*** DOCUMENT TEXT Section Begins ***

Report: Biden Touts Climate Change Agenda While Making Huge Carbon Footprint on Campaign Trail

Wearing a mask to reduce the risk posed by the coronavirus, Democratic presidential nomine
Chip Somodevilla/Getty Images

Former Vice President Joe Biden has made fighting so-called manmade climate change a pillar of his 2020 presidential platform, but reports show that he is leaving behind a huge carbon footprint traveling on the campaign trail.

In 2019, Biden said the country has to take “drastic action right now to address the climate disaster facing our nation and the world.”

But his actions speak louder than his words, according to E&E News:

So far the Biden campaign has offset roughly half of its emissions from the team’s transportation to rallies, fundraisers and other political events. A spokesman told E&E News that the campaign’s contract with Advanced Aviation to provide flights for Biden and his running mate, Sen. Kamala Harris (D-Calif.), includes carbon offsets. The campaign’s payments to the Virginia-based jet company make up less than 55% of the more than $5 million that the campaign has spent on transportation and likely represent only a plurality of its overall emissions, according to campaign filings and interviews.

That’s disappointing to climate scientists, who would like to see Biden’s team — which is on pace to raise more than $1 billion before the final votes are cast in 12 days — match its political promises on climate change with commensurate action. Biden has said global warming is an existential threat.

“The time is now to be changing our behaviors and to follow through on our words and commitments,” Heidi Roop, a climate scientist at the University of Minnesota, said in the E&E report. “People who are in positions of leadership and positions of power, they need to start walking the walk.”

But the message from the Democrat Party is far from unified, with some saying what matters is radical transformation of the U.S. economic infrastructure to stop global warming, such as ending the production of fossil fuels.

*** DOCUMENT TEXT Section Ends ***

Pick up the article on Biden's campaign travel emissions right after its last sentence and carry it forward.

*** SOURCE DATA Section Begins ***

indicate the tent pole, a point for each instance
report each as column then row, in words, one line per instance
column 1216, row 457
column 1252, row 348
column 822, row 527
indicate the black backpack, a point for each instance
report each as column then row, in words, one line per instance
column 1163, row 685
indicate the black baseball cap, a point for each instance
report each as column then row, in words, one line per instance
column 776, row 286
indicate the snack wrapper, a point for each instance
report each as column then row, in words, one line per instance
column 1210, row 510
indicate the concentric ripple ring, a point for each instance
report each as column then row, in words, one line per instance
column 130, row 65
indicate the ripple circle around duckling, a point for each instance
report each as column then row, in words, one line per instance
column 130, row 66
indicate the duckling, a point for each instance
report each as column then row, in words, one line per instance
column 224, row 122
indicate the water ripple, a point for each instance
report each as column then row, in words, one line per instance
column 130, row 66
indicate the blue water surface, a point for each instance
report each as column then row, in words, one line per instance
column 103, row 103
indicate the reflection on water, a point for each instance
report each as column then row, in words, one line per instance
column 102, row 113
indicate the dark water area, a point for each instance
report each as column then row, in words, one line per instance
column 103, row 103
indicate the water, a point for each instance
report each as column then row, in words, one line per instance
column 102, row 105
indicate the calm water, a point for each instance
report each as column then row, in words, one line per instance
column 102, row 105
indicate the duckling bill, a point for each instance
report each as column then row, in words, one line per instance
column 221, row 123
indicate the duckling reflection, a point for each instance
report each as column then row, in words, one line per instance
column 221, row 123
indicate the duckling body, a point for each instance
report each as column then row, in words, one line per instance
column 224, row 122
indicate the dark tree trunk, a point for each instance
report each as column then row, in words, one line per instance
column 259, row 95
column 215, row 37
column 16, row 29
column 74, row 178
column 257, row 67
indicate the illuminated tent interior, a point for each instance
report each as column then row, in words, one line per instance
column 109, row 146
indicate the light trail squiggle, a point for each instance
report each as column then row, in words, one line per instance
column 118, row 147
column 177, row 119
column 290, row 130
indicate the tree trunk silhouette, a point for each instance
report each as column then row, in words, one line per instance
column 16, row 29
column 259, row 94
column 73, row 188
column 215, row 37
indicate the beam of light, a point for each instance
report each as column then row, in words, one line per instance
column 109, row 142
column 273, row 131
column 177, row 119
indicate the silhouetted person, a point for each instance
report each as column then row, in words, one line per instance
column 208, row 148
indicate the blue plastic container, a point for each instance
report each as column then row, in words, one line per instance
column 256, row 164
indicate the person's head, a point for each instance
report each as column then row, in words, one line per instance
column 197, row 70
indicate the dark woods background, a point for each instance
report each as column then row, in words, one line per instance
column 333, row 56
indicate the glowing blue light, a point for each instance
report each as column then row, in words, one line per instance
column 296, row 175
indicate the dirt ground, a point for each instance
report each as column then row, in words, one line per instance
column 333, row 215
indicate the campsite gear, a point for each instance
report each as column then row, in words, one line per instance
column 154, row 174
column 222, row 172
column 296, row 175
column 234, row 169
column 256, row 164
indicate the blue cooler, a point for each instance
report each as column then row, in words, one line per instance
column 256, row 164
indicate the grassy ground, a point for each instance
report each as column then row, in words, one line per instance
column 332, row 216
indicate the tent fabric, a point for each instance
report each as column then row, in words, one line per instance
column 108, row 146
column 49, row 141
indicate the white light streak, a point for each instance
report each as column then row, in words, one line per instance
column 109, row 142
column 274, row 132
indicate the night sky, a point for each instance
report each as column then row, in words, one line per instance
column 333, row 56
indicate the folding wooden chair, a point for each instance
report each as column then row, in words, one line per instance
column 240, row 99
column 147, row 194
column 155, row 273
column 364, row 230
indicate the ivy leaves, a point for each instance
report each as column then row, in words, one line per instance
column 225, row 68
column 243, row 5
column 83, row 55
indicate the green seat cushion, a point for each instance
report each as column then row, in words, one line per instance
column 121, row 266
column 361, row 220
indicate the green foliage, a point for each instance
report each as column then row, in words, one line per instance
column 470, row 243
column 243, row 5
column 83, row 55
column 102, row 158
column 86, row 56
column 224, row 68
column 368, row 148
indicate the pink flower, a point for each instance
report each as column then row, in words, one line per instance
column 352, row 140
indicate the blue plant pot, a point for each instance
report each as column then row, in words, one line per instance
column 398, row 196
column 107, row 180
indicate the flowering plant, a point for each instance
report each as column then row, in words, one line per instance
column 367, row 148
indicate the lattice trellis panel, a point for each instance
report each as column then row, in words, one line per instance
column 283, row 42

*** SOURCE DATA Section Ends ***

● **OUTPUT OF THE TASK**:
And E&E News reported that while other Democrats running in the presidential primary, including Sen. Elizabeth Warren (D-MA) and billionaires Mike Bloomberg and Tom Steyer, said they would offset their campaign travels carbon emissions, only Sen. Bernie Sanders (I-VT) made consistent payments to “offset emissions.”

Yet even Sanders didn’t respond to inquiries about campaign offsets, “but if the campaign paid the company’s listed price of $15.50 per metric ton for all of its emissions, that means Sanders’ bid for the White House resulted in 4,309 tons of carbon. That’s the same amount of carbon released by burning roughly 4.7 million pounds of coal or driving 931 cars for a year, according to EPA data,” E&E News reported.

E&E News reported that a Biden spokesman declined to say how much of the nearly $2.8 million the campaign has paid to Advanced Aviation has gone toward offsets. Biden’s spokesman also declined to say how the campaign was tracking its carbon footprint. 

“That includes emissions associated with events featuring Biden and Harris as well as the production and distribution of yard signs, campaign literature and other swag disseminated by the campaign,” E&E News reported. “It would also include electricity consumed by its offices and remote staffers.”